#### Required work:
What comes back must be the data itself, retyped exactly.

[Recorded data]
-----
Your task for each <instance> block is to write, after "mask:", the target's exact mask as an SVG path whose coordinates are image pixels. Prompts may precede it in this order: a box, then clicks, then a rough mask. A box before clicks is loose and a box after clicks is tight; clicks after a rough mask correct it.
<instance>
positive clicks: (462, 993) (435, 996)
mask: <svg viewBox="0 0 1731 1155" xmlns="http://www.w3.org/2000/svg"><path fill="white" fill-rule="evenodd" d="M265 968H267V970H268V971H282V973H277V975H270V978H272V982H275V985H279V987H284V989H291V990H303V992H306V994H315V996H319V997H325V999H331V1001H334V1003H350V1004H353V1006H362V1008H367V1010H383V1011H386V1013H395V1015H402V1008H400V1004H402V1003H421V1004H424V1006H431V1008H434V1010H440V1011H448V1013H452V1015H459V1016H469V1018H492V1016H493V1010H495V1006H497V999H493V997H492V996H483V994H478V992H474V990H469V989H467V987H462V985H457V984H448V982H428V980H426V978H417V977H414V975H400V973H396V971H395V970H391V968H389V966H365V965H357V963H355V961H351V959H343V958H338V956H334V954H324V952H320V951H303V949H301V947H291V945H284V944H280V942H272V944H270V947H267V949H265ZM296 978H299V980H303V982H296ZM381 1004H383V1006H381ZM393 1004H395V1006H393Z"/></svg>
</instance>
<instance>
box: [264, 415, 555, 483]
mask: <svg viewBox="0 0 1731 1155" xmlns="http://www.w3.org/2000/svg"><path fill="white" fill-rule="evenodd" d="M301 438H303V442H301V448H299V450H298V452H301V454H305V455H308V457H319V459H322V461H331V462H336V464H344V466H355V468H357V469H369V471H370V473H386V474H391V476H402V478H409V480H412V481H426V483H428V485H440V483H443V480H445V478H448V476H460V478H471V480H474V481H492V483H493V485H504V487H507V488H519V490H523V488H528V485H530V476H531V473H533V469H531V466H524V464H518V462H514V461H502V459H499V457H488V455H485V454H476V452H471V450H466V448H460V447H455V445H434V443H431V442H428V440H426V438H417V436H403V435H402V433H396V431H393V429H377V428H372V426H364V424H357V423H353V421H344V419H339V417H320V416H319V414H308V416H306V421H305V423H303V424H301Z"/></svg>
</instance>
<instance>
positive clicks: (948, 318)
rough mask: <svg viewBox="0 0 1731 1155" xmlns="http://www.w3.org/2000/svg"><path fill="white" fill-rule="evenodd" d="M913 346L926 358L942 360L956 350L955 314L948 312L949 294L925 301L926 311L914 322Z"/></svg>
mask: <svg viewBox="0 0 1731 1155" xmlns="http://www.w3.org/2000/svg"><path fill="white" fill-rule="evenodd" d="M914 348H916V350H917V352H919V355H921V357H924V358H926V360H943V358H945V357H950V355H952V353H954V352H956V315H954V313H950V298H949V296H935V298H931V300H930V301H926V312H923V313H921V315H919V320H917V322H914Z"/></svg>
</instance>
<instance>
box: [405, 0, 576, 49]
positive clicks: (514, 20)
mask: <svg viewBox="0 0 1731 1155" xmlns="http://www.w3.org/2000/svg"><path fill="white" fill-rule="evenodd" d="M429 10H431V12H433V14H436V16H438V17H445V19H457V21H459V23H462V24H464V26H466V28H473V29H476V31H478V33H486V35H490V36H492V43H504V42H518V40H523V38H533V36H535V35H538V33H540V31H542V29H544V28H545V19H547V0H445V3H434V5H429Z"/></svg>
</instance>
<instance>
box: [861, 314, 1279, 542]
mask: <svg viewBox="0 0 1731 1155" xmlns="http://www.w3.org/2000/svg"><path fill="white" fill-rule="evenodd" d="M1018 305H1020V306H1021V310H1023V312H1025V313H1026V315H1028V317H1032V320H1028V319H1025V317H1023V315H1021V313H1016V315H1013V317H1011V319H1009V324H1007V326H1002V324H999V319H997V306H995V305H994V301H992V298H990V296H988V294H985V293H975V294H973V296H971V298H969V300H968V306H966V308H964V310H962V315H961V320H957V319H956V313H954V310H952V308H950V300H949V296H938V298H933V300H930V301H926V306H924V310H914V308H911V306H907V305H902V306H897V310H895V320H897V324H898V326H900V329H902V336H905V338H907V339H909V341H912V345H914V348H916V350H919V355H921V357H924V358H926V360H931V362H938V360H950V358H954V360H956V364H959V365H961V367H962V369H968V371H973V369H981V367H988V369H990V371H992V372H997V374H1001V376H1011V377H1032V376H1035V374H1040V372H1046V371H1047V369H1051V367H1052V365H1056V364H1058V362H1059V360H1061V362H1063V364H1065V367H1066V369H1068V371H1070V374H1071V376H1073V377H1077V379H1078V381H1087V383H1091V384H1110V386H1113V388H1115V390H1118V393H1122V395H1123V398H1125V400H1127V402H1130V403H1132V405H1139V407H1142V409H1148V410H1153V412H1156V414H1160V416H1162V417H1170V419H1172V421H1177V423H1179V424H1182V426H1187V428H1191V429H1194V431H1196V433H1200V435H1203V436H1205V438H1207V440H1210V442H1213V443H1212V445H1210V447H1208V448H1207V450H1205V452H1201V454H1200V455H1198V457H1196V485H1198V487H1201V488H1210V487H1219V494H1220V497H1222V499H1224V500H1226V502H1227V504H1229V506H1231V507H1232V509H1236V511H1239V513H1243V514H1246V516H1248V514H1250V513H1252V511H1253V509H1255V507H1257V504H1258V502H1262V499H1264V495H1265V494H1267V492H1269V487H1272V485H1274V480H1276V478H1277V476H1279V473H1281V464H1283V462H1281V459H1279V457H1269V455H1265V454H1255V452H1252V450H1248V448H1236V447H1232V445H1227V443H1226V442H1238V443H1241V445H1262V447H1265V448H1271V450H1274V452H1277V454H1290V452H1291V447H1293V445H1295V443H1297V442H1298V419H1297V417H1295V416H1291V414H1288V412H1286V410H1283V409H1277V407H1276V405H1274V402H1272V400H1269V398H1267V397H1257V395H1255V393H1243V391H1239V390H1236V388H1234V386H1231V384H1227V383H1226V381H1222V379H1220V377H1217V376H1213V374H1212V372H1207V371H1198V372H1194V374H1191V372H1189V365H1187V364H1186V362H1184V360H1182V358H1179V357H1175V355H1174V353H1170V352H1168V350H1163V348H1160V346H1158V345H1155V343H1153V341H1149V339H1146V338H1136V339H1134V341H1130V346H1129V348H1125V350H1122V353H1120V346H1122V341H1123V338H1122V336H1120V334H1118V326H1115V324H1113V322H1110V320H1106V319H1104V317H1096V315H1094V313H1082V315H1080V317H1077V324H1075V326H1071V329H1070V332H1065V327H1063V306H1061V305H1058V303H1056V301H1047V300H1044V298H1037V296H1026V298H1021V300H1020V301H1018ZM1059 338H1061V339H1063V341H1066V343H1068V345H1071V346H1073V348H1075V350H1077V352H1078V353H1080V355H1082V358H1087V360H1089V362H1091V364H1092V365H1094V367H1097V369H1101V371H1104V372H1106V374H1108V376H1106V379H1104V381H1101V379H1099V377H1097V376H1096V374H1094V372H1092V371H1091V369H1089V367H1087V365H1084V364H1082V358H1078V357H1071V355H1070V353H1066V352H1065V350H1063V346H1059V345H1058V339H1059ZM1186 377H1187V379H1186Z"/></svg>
-----
#### Result of the task:
Your task for each <instance> block is to write, after "mask:", the target's exact mask as an SVG path whose coordinates are image pixels. Prompts may precede it in this order: a box, then clicks, then a rough mask. A box before clicks is loose and a box after clicks is tight; clicks after a rough mask correct it.
<instance>
positive clicks: (462, 993) (435, 996)
mask: <svg viewBox="0 0 1731 1155" xmlns="http://www.w3.org/2000/svg"><path fill="white" fill-rule="evenodd" d="M265 968H267V970H268V971H282V973H277V975H270V978H272V982H275V985H279V987H284V989H291V990H303V992H306V994H315V996H319V997H325V999H331V1001H334V1003H350V1004H353V1006H362V1008H367V1010H383V1011H386V1013H395V1015H402V1008H400V1004H402V1003H421V1004H424V1006H431V1008H434V1010H440V1011H448V1013H452V1015H459V1016H469V1018H492V1016H493V1010H495V1006H497V999H493V997H492V996H483V994H478V992H474V990H469V989H467V987H462V985H457V984H448V982H428V980H426V978H417V977H414V975H400V973H396V971H395V970H391V968H389V966H365V965H357V963H355V961H351V959H343V958H338V956H334V954H324V952H320V951H303V949H301V947H291V945H284V944H280V942H272V944H270V947H267V949H265ZM296 978H299V980H303V982H296ZM381 1004H383V1006H381ZM393 1004H395V1006H393Z"/></svg>
</instance>
<instance>
box: [264, 415, 555, 483]
mask: <svg viewBox="0 0 1731 1155" xmlns="http://www.w3.org/2000/svg"><path fill="white" fill-rule="evenodd" d="M301 438H303V442H301V448H299V450H298V452H301V454H305V455H308V457H319V459H322V461H331V462H336V464H344V466H355V468H357V469H369V471H370V473H386V474H391V476H402V478H409V480H412V481H426V483H428V485H440V483H443V480H445V478H448V476H460V478H471V480H474V481H492V483H493V485H504V487H507V488H519V490H523V488H528V485H530V476H531V473H533V469H531V466H524V464H518V462H514V461H502V459H499V457H488V455H485V454H476V452H471V450H466V448H460V447H455V445H434V443H431V442H428V440H426V438H417V436H403V435H402V433H396V431H393V429H377V428H372V426H364V424H357V423H353V421H344V419H339V417H320V416H319V414H308V416H306V421H305V423H303V424H301Z"/></svg>
</instance>
<instance>
positive clicks: (948, 318)
rough mask: <svg viewBox="0 0 1731 1155" xmlns="http://www.w3.org/2000/svg"><path fill="white" fill-rule="evenodd" d="M913 346L926 358L942 360L956 350L955 314L948 312L949 294L925 301L926 311L914 322Z"/></svg>
mask: <svg viewBox="0 0 1731 1155" xmlns="http://www.w3.org/2000/svg"><path fill="white" fill-rule="evenodd" d="M914 348H916V350H917V352H919V355H921V357H924V358H926V360H943V358H945V357H950V355H952V353H954V352H956V315H954V313H950V298H949V296H935V298H931V300H930V301H926V312H923V313H921V315H919V320H917V322H914Z"/></svg>
</instance>
<instance>
box: [405, 0, 576, 49]
positive clicks: (514, 20)
mask: <svg viewBox="0 0 1731 1155" xmlns="http://www.w3.org/2000/svg"><path fill="white" fill-rule="evenodd" d="M429 10H431V12H433V14H436V16H438V17H445V19H457V21H459V23H462V24H464V26H466V28H473V29H476V31H478V33H486V35H490V36H492V43H504V42H518V40H523V38H533V36H535V35H538V33H540V31H542V29H544V28H545V19H547V0H445V3H434V5H429Z"/></svg>
</instance>
<instance>
box: [861, 314, 1279, 542]
mask: <svg viewBox="0 0 1731 1155" xmlns="http://www.w3.org/2000/svg"><path fill="white" fill-rule="evenodd" d="M1018 305H1020V306H1021V310H1023V312H1025V313H1026V315H1028V317H1032V320H1028V319H1025V317H1023V315H1021V313H1016V315H1013V317H1011V319H1009V324H1007V326H1002V324H999V319H997V306H995V305H994V301H992V298H990V296H988V294H985V293H975V294H973V296H971V298H969V300H968V306H966V308H964V310H962V315H961V320H957V319H956V313H954V310H952V308H950V300H949V296H938V298H933V300H930V301H926V306H924V310H914V308H911V306H907V305H902V306H897V310H895V320H897V324H898V326H900V329H902V336H905V338H907V339H909V341H912V345H914V348H916V350H919V355H921V357H924V358H926V360H931V362H938V360H950V358H954V360H956V364H959V365H961V367H962V369H968V371H973V369H981V367H988V369H990V371H992V372H997V374H1001V376H1011V377H1032V376H1035V374H1040V372H1046V371H1047V369H1051V367H1052V365H1056V364H1058V362H1059V360H1061V362H1063V364H1065V367H1066V369H1068V371H1070V374H1071V376H1073V377H1077V379H1078V381H1087V383H1091V384H1110V386H1113V388H1115V390H1118V393H1122V395H1123V398H1125V400H1127V402H1130V403H1132V405H1139V407H1142V409H1148V410H1153V412H1156V414H1160V416H1162V417H1170V419H1172V421H1177V423H1179V424H1182V426H1187V428H1191V429H1194V431H1196V433H1200V435H1203V436H1205V438H1207V440H1210V442H1213V443H1212V445H1210V447H1208V448H1207V450H1205V452H1201V454H1200V455H1198V457H1196V485H1198V487H1201V488H1210V487H1219V494H1220V497H1222V499H1224V500H1226V502H1227V504H1229V506H1231V507H1232V509H1236V511H1239V513H1243V514H1246V516H1248V514H1250V513H1252V511H1253V509H1255V507H1257V504H1258V502H1262V499H1264V495H1265V494H1267V492H1269V487H1272V485H1274V480H1276V478H1277V476H1279V473H1281V464H1283V462H1281V459H1279V457H1269V455H1265V454H1255V452H1252V450H1248V448H1236V447H1232V445H1227V443H1226V442H1238V443H1241V445H1262V447H1265V448H1271V450H1274V452H1277V454H1290V452H1291V447H1293V445H1295V443H1297V442H1298V419H1297V417H1295V416H1291V414H1288V412H1286V410H1283V409H1277V407H1276V405H1274V402H1272V400H1269V398H1267V397H1257V395H1255V393H1243V391H1239V390H1236V388H1234V386H1231V384H1227V383H1226V381H1222V379H1220V377H1217V376H1213V374H1212V372H1207V371H1198V372H1194V374H1191V372H1189V365H1187V364H1186V362H1184V360H1182V358H1179V357H1175V355H1174V353H1170V352H1168V350H1163V348H1160V346H1158V345H1155V343H1153V341H1149V339H1146V338H1136V339H1134V341H1130V346H1129V348H1125V350H1122V353H1120V346H1122V341H1123V338H1122V336H1120V334H1118V326H1115V324H1113V322H1110V320H1106V319H1104V317H1096V315H1094V313H1082V315H1080V317H1077V324H1075V326H1071V329H1070V332H1065V327H1063V306H1061V305H1058V303H1056V301H1047V300H1044V298H1037V296H1026V298H1021V300H1020V301H1018ZM1059 338H1061V339H1063V341H1066V343H1068V345H1071V346H1073V348H1075V350H1077V352H1078V353H1080V355H1082V358H1087V360H1089V362H1091V364H1092V365H1094V367H1097V369H1101V371H1104V372H1106V374H1108V376H1106V379H1104V381H1101V379H1099V377H1097V376H1096V374H1094V372H1092V371H1091V369H1089V367H1087V365H1084V364H1082V358H1078V357H1071V355H1070V353H1066V352H1065V350H1063V346H1059V345H1058V339H1059ZM1186 377H1187V379H1186Z"/></svg>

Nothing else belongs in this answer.